Your objective
Return all of the data exactly as written, without the pictures.

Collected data
• • • • • • •
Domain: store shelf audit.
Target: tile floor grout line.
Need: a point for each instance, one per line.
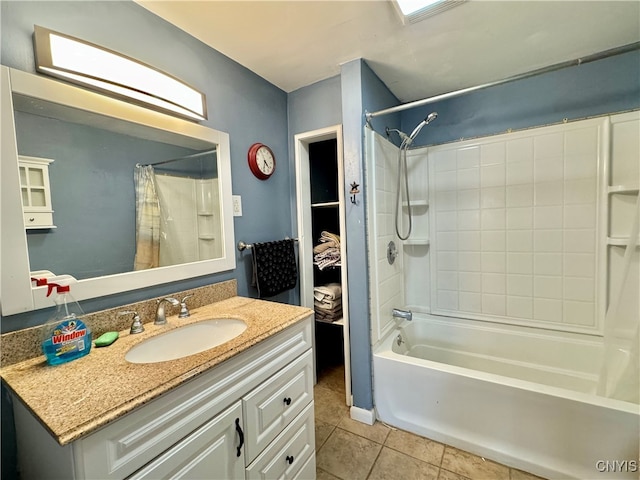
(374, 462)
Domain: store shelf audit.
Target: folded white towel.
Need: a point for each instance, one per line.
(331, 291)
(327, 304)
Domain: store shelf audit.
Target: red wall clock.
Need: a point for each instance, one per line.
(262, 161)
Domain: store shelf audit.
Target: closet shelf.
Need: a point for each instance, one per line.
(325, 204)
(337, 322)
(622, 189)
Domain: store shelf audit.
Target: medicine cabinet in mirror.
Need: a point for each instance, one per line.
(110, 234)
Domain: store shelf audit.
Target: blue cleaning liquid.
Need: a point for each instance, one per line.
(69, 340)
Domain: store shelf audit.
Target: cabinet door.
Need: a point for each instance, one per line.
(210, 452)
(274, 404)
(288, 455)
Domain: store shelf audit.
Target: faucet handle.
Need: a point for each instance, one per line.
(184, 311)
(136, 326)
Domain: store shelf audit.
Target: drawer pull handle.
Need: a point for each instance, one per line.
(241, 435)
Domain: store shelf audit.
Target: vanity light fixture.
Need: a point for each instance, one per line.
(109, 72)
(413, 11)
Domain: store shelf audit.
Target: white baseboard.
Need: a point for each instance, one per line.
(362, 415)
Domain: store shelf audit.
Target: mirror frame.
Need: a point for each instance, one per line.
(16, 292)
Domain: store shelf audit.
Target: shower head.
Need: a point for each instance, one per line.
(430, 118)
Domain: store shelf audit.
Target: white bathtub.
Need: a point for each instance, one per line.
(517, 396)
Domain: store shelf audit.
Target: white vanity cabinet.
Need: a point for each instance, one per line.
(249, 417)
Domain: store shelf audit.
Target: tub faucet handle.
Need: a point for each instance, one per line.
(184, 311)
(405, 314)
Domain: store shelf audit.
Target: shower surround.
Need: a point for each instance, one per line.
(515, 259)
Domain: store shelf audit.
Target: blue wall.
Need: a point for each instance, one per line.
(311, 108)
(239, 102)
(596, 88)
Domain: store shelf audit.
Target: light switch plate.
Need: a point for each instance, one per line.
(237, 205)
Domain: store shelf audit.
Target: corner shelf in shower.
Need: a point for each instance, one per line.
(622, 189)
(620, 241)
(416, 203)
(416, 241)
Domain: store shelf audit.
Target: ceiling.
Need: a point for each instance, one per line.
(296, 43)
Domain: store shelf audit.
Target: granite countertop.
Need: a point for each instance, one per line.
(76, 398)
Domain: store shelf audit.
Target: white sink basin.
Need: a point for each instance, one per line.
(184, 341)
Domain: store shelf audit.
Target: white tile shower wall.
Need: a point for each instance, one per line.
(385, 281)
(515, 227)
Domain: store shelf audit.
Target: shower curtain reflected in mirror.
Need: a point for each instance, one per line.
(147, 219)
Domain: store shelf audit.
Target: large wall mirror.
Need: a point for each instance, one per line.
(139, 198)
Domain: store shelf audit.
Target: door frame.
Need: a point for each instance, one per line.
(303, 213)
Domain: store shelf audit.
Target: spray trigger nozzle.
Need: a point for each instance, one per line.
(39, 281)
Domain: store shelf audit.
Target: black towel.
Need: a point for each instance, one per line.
• • • • • • •
Task solution
Domain: store shelf audit.
Target: tile floor grout line.
Need: a point for each instance, one per line.
(374, 462)
Domain: store shelf audit.
Target: folded white towel.
Need: a point for each instance, one per line.
(331, 291)
(327, 304)
Domain: store shelf audit.
Target: red wall clock.
Need: a point for each instance, one per line.
(262, 161)
Domain: store shelf audit.
Target: closet shelf.
Need: a point for each instance, one per line.
(325, 204)
(337, 322)
(622, 189)
Domain: store shelf audit.
Target: medicine cabinet in mirror.
Need: a point for each instance, one per line.
(110, 234)
Domain: store shelf audit.
Target: blue cleaning liquid.
Need: a point for each instance, one per line.
(69, 340)
Domain: store shelf audit.
Target: cabinet door.
Need: a point for each instance, one per line.
(210, 452)
(274, 404)
(288, 455)
Domain: store shelf audit.
Target: faucet handle.
Need: a point for each instance, one per line.
(184, 311)
(136, 326)
Domain: store shelf audit.
Target: drawer pull handle.
Need: a point for each instance, one per line.
(241, 435)
Domain: store shelf audit.
Target: vanity light fixture.
Need: a point for each instance, one per line.
(109, 72)
(413, 11)
Domain: store shelf audit.
Target: white baseboard.
Need: a point for each instance, one per line.
(362, 415)
Domain: store shelf audit.
Target: mirror frame.
Need: a point for each instance, one per line.
(16, 292)
Domain: store shelf audit.
Target: shower head.
Need: a point for each instance, one per line.
(430, 118)
Domain: store shelf audit.
Target: white bathtub.
Need: a point for each instance, one per line.
(517, 396)
Domain: store shelf audit.
Target: white vanity cabinet.
Need: a point for each instance, one per line.
(249, 417)
Domain: store shelf audit.
Target: tub faucet handle.
Need: a point for each instance, one per line.
(184, 311)
(405, 314)
Domain: store shelf audit.
Target: shower surround.
Need: a point for each instance, one per line.
(515, 259)
Domain: store shelf audit.
Target: blue wall.
Need: a point for each instance, one per line.
(311, 108)
(239, 102)
(596, 88)
Domain: store shelf audit.
Target: light switch plate.
Need: a point for each instance, one per line.
(237, 205)
Domain: store shelf audit.
Target: corner shelf in shower.
Need: a point for each instance, one per line.
(622, 189)
(620, 241)
(416, 203)
(416, 241)
Domain: store shelf audit.
Target: ceiling.
Need: a point for each instance, one per line.
(296, 43)
Domain: store shelf audit.
Target: granite countertop.
Need: a point for each instance, one per line.
(76, 398)
Domain: store shelf audit.
Target: white sink basin.
Need: a point for each instance, one per line.
(184, 341)
Domain: store shelf audit.
Target: white tile shower wall.
Need: a point for each instance, one per line.
(385, 281)
(515, 227)
Domain: store shelf audit.
Target: shower curtain reflected in mirror.
Need: a point for each instance, one per line.
(147, 219)
Domain: store shelf audit.
Target: large wall mirror.
Need: a point for each instance, one per line.
(139, 198)
Domain: store shelf audit.
Target: door frame.
Need: a point for each instance, one per line.
(303, 213)
Domain: store shelf audit.
Target: spray trigger nozzle.
Need: a point for each instance, one per line.
(39, 281)
Domain: store shelf audit.
Target: black towel.
Need: a point for each instance, one per line.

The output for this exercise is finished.